Please return every one of the lines below word for word, leaving the pictures out of your answer.

(Position identification records)
******************************
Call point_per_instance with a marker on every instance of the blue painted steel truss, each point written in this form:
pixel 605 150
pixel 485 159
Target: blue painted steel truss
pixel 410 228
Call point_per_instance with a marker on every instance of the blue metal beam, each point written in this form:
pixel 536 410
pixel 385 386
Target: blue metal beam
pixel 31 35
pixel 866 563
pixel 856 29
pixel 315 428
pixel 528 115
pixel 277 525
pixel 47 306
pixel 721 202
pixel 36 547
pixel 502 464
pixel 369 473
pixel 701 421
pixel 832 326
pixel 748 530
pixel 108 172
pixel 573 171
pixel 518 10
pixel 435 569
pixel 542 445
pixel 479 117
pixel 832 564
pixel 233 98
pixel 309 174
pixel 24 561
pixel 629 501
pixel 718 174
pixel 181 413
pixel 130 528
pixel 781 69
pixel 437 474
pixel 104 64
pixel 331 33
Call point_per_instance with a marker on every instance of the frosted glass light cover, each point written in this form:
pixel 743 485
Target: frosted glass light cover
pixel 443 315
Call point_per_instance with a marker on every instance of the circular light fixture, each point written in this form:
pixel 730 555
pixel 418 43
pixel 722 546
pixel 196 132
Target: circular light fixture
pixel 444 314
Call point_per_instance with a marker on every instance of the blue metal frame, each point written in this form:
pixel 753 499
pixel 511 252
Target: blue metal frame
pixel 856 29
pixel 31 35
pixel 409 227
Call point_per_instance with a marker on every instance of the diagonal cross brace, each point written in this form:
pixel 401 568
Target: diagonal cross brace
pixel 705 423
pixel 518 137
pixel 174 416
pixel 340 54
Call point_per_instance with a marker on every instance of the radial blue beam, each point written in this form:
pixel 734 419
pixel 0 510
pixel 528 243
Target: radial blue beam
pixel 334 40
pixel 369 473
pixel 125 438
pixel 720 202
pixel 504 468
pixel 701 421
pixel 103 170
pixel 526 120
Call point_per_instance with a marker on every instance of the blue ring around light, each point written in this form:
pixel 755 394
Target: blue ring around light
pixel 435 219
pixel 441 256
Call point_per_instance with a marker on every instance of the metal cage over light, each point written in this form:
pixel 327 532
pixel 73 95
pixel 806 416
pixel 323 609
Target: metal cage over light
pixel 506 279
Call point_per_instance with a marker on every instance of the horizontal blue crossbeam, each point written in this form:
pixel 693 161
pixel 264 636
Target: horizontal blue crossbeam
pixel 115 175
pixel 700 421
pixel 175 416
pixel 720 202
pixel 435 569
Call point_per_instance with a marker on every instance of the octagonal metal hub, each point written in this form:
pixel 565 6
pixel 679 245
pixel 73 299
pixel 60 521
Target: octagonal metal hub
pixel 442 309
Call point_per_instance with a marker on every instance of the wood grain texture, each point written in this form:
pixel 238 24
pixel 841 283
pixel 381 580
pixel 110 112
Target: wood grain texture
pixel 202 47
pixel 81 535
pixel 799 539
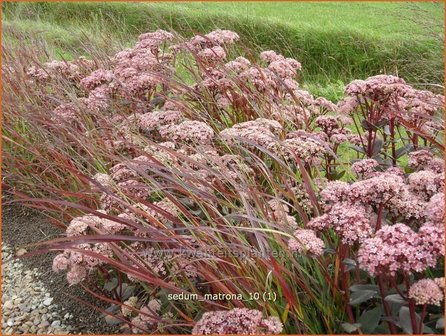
******************************
→ Task answer
Call point_per_instance with a marker on every instance of the blue painted steel truss, each point written in this form:
pixel 605 150
pixel 485 159
Target: blue painted steel truss
pixel 410 228
Call point_per_instance with a marker on every instance of the blue metal beam, each point written in this form:
pixel 536 410
pixel 385 386
Target: blue metal beam
pixel 31 35
pixel 866 563
pixel 856 29
pixel 315 428
pixel 528 115
pixel 277 525
pixel 47 306
pixel 721 202
pixel 36 547
pixel 502 464
pixel 369 473
pixel 701 421
pixel 832 326
pixel 748 530
pixel 108 172
pixel 573 171
pixel 518 10
pixel 435 569
pixel 542 445
pixel 479 117
pixel 832 564
pixel 233 98
pixel 309 174
pixel 24 561
pixel 629 501
pixel 718 174
pixel 181 413
pixel 130 528
pixel 781 69
pixel 437 474
pixel 104 64
pixel 331 33
Call point_per_instance with a marker on every instance of the frosted glass light cover, each point written in this form:
pixel 743 485
Target: frosted glass light cover
pixel 443 315
Call point_per_instance with a marker on every instance of the circular light fixture, each point written in this form:
pixel 730 555
pixel 418 43
pixel 722 546
pixel 196 132
Target: circular light fixture
pixel 444 314
Call point_per_instance with a marker on every instance of the blue metal frame, each point written in this form:
pixel 753 499
pixel 511 252
Target: blue metal frame
pixel 856 29
pixel 31 35
pixel 409 227
Call point_per_instance with a marker on every instance of the diagonal cross brace, each point written in this form:
pixel 401 568
Target: diagonal cross brace
pixel 705 423
pixel 518 137
pixel 174 416
pixel 340 54
Call point_per_instance with a marker on every instance of the radial blue beam, each point written in this form:
pixel 734 419
pixel 0 510
pixel 528 243
Target: radial blue beam
pixel 334 40
pixel 369 473
pixel 125 438
pixel 720 202
pixel 504 468
pixel 701 421
pixel 103 170
pixel 526 120
Call point_per_instance with a marker on every instance of the blue ring around light, each point written in this form:
pixel 755 394
Target: blue ring around light
pixel 435 219
pixel 441 256
Call point_per_instance with a marker on every instance of the metal cage over light, each point written in this form:
pixel 327 532
pixel 73 95
pixel 806 416
pixel 323 609
Target: metal cage over light
pixel 506 279
Call point_per_instance with a marker on every instance of the horizontal blue crossbeam, each point written in this form:
pixel 693 161
pixel 264 636
Target: horizontal blue crossbeam
pixel 115 175
pixel 700 421
pixel 175 416
pixel 720 202
pixel 435 569
Call point_per_instance with a marker on every instance of the octagonal metal hub, each point written in this form:
pixel 565 6
pixel 679 245
pixel 73 299
pixel 60 521
Target: octagonal metal hub
pixel 442 309
Call point_per_instance with a marker on every instance of the wood grain texture, each point written in this form:
pixel 238 24
pixel 841 283
pixel 381 580
pixel 110 112
Target: wood grain texture
pixel 202 47
pixel 81 535
pixel 799 539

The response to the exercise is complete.